Tally the lines in the listing below that contain the string "piece", with case counting, and give only the number.

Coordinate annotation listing
※

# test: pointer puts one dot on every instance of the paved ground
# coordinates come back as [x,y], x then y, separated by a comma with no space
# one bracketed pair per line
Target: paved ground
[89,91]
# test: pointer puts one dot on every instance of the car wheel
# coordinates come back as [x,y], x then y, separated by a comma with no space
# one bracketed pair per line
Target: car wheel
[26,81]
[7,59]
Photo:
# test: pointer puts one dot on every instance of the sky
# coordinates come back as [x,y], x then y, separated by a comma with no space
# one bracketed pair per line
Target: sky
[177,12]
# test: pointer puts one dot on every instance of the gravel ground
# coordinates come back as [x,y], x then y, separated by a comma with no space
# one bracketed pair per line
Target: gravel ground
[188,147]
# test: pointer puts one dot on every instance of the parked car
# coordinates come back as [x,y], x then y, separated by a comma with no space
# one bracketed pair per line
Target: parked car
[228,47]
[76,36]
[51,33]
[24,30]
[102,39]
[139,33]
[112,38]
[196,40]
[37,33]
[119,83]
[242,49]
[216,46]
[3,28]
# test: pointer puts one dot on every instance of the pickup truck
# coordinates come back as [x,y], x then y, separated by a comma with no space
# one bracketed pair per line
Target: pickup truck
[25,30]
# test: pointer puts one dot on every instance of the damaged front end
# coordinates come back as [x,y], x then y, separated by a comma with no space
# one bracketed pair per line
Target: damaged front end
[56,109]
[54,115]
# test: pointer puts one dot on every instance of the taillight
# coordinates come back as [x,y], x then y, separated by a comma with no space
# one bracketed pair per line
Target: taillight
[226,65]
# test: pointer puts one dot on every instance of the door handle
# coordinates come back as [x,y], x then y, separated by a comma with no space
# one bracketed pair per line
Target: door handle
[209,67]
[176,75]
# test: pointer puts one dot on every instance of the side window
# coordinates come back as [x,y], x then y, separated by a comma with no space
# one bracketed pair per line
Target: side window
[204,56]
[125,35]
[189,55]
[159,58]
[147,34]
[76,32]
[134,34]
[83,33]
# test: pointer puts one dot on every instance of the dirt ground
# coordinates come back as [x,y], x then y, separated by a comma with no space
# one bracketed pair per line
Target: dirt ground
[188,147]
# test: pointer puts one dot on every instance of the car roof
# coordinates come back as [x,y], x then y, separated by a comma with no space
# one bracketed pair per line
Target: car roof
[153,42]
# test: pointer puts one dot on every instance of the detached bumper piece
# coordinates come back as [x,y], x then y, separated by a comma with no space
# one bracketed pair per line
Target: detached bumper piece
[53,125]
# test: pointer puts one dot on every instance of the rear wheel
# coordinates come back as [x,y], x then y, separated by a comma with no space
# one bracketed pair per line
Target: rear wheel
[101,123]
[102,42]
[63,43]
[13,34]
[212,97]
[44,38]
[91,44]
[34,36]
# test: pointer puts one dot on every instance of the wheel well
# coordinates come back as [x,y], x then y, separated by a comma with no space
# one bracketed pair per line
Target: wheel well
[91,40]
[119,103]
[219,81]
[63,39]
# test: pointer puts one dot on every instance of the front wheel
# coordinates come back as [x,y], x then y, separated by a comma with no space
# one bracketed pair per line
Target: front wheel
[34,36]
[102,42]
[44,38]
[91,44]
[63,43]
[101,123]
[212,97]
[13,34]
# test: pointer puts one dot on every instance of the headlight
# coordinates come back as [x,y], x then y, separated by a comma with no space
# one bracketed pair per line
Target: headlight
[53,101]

※

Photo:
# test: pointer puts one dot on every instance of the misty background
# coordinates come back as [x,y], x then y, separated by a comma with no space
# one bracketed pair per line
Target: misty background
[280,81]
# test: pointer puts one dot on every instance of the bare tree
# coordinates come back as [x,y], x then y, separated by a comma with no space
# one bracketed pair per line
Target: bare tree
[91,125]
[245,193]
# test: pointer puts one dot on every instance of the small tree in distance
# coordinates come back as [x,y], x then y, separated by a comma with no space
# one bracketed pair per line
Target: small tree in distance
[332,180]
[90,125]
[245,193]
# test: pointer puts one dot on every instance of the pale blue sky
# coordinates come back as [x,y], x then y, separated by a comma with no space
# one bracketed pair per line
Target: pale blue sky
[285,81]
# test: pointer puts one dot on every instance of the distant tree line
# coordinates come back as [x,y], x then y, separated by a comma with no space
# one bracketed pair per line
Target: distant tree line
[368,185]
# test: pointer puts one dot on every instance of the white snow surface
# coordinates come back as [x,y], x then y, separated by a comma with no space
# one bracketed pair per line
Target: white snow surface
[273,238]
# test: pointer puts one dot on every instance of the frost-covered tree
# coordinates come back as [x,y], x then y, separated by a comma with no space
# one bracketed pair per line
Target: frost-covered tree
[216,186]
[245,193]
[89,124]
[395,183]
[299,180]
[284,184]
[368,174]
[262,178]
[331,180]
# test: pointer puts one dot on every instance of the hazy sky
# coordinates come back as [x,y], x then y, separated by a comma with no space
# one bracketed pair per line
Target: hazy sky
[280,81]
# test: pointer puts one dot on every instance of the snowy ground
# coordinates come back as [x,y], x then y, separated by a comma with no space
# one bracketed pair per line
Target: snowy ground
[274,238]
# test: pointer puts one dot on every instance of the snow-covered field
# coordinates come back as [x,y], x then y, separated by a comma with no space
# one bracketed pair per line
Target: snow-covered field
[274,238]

※

◆ Exercise result
2